Monday, November 10, 2014

Barbaric Practices Act or, How Conservatives Think

Ever wonder about useless laws. The proposed Zero Tolerance for Barbaric Cultural Practices Act is a case in point. You can find a media discussion here: 

Barbaric Practices Bill:

and here:


Clearly, this act is pandering. It is also clearly useless because it does nothing to address whatever problems might actually exist with murder, forced marriage or other forms of gender-based confinement in Canada. It is, for instance, odd that the current government will do nothing about the hundreds if not thousands of missing aboriginal women -- real women who have disappeared -- while it fights paper tigers that do not exist. 

That, at least, is one way to look at this proposed bill and I think it is one right way. There is, however, another way that is equally important. It will not change our assessment of the merits of this proposed bill. But, it might help explain it a bit more, where it comes from, and why it is so important to the current government and what it tells is about the state of Canadian conservatism. 

Contemporary Canadian conservatism is an odd ideological mishmash. One might or might not like Grant's _Lament for a Nation_ but at the least it made an effort to sketch out an ideologically coherent way of looking at the world and to specify the public policies that followed from that worldview.  I find contemporary conservatism difficult to grapple with precisely because it is such a mixed boat. At times, it is promotes neo-liberal economic policies; at other times, it looks to the state to intensely regulate society. At times it tows a law and order line (building prison), at other times it ignores the very law enforcement agencies in whose name it supports (say, with regard to gun control). At times it argues for religious tolerance ... at others it seems (at least according to commentary on the current law) to recycle the worst types of religiously-oriented stereotypes. 

All ideologies carry with them some problems, at least as far as I can tell. But, the odd mishmash of Canadian conservatism suggests that something else is going on here than the standard type of brokerage politics that pervades Canadian public life. Indeed, the conservatives seem, at times, oddly unconcerned with broadening their political base. I might also say that assessing a conservative world view is difficult for me because I'm not a conservative. Things that I find odd are things that seem odd to a person from outside that particular perspective. I have little doubt that from within conservatism, some of the things that current government is doing make a great deal of sense and appear consistent and cohesive. This is, however, precisely the importance of ideological analysis. It can show us how people who hold different perspective think, what they view as important, threatening, energizing, traditional, etc.

——

# [Actions to take]
[a] Which problems does the post on the Barbaric Practices Act say the act does nothing to address? List all of them.
[b] In the post about the Barbaric Practices Act, which work is credited with at least trying to sketch an ideologically coherent worldview?
[c] From the post on the Barbaric Practices Act, reproduce the part that opens with the words containing "That, at least, is" and closes with "of Canadian conservatism.".

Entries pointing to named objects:
——

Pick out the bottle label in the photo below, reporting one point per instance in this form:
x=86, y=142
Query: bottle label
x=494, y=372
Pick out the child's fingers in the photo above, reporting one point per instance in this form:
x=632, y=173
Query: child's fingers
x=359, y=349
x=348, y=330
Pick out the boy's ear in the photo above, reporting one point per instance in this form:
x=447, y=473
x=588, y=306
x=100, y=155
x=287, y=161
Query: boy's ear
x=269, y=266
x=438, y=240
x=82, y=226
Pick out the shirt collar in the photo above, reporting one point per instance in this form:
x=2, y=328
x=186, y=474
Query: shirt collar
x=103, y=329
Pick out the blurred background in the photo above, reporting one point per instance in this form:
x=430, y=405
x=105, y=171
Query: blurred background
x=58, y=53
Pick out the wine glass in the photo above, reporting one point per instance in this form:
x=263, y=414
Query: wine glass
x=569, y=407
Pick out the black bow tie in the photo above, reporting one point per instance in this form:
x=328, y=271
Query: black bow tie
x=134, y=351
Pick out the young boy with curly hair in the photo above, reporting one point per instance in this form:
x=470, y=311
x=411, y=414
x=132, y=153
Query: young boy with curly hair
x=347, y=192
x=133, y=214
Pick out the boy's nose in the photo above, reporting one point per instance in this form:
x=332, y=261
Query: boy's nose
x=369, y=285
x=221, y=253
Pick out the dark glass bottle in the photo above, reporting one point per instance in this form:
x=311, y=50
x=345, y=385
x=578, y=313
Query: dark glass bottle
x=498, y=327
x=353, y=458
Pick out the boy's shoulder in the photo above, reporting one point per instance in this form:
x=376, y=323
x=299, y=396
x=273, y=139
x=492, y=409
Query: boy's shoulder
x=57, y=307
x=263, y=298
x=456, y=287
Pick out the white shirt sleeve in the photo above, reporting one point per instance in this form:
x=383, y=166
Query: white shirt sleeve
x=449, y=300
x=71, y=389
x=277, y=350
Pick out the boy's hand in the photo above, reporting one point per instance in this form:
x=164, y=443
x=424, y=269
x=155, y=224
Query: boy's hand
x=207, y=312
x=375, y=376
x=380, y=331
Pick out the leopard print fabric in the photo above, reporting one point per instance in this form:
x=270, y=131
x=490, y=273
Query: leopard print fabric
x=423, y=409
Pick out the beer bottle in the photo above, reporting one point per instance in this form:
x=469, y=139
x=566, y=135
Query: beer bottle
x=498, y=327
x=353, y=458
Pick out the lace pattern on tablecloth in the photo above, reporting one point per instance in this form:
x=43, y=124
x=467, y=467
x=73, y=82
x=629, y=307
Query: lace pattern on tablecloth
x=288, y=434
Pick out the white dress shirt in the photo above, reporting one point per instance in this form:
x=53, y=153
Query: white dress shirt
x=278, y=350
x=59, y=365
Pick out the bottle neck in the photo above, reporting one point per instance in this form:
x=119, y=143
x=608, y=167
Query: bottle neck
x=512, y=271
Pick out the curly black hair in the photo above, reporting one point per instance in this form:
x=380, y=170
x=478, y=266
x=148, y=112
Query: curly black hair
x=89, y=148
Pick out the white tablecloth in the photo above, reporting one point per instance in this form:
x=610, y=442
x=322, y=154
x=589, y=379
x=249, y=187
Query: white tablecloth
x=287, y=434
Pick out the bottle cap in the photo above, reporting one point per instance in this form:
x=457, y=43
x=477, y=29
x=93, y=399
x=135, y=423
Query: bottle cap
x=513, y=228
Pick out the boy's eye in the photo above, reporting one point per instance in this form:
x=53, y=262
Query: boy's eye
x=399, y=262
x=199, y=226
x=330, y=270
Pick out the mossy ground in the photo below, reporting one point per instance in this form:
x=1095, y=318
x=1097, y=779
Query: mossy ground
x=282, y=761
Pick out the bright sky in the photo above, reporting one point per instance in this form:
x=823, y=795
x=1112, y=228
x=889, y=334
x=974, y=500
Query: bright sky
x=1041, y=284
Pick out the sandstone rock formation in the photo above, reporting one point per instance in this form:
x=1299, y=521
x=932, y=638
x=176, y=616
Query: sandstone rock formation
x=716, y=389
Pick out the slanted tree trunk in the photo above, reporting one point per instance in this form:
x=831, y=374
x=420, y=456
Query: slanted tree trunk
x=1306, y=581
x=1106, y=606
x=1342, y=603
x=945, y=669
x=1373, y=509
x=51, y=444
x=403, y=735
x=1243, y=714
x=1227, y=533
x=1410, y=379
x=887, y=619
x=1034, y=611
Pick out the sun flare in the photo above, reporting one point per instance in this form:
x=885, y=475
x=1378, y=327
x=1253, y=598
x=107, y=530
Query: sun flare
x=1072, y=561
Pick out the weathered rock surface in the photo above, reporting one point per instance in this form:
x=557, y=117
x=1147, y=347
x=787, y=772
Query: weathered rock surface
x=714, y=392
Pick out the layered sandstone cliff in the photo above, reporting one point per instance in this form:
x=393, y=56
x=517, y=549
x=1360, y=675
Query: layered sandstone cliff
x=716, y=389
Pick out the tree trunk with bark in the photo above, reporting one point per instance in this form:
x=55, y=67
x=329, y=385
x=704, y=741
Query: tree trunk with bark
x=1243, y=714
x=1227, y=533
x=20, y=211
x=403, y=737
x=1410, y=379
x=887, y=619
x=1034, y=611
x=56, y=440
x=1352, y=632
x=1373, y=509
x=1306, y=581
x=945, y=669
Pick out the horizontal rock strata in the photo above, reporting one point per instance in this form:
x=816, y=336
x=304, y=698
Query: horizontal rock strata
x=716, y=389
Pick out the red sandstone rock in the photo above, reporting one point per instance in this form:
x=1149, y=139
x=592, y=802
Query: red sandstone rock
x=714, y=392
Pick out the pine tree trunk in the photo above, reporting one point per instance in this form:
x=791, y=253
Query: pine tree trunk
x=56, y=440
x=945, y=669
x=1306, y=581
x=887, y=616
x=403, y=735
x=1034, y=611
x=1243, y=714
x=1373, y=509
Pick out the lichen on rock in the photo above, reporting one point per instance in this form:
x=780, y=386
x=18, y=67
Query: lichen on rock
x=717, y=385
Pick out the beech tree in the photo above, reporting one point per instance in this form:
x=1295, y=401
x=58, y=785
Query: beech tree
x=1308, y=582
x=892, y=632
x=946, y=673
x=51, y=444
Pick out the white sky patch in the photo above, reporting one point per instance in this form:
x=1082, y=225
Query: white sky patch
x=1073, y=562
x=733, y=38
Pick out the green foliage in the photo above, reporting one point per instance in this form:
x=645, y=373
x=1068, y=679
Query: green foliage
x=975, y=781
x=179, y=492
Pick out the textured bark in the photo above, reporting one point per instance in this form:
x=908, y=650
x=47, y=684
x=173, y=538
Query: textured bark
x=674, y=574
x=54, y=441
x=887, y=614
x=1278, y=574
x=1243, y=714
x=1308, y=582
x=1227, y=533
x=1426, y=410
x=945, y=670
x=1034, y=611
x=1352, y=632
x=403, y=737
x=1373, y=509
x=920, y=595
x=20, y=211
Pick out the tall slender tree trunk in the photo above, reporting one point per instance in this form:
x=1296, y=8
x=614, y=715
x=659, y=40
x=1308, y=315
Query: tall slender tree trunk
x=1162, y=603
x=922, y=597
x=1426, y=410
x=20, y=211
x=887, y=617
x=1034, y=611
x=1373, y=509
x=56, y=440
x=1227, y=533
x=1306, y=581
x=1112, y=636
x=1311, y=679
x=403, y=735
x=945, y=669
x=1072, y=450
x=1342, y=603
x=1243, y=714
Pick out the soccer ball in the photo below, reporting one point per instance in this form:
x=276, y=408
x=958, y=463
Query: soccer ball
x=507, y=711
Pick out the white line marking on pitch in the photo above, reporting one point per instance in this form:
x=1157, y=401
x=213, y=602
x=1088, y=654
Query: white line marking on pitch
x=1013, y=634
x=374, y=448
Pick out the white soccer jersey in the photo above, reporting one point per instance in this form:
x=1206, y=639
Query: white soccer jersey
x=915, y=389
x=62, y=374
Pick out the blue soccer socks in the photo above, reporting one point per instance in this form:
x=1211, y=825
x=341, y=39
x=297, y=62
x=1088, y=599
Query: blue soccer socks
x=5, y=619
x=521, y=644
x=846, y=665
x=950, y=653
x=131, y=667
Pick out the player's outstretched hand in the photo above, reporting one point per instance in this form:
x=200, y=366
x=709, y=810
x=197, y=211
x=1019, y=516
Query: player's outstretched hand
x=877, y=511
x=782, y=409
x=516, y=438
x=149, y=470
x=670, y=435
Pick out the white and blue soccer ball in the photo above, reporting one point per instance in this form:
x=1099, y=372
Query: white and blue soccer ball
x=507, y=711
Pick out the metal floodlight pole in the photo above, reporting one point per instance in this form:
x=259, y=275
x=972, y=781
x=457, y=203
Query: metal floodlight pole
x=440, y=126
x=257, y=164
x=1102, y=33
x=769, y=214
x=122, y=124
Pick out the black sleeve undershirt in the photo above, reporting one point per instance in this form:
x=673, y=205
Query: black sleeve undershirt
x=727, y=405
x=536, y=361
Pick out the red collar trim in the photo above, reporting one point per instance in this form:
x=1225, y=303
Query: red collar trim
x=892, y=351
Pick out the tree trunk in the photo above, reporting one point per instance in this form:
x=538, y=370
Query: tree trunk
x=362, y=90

——

# [Solved tasks]
[a]
- Murder
- Forced marriage
- Other forms of gender-based confinement in Canada

[b] Grant's *Lament for a Nation*

[c]
That, at least, is one way to look at this proposed bill and I think it is one right way. There is, however, another way that is equally important. It will not change our assessment of the merits of this proposed bill. But, it might help explain it a bit more, where it comes from, and why it is so important to the current government and what it tells is about the state of Canadian conservatism.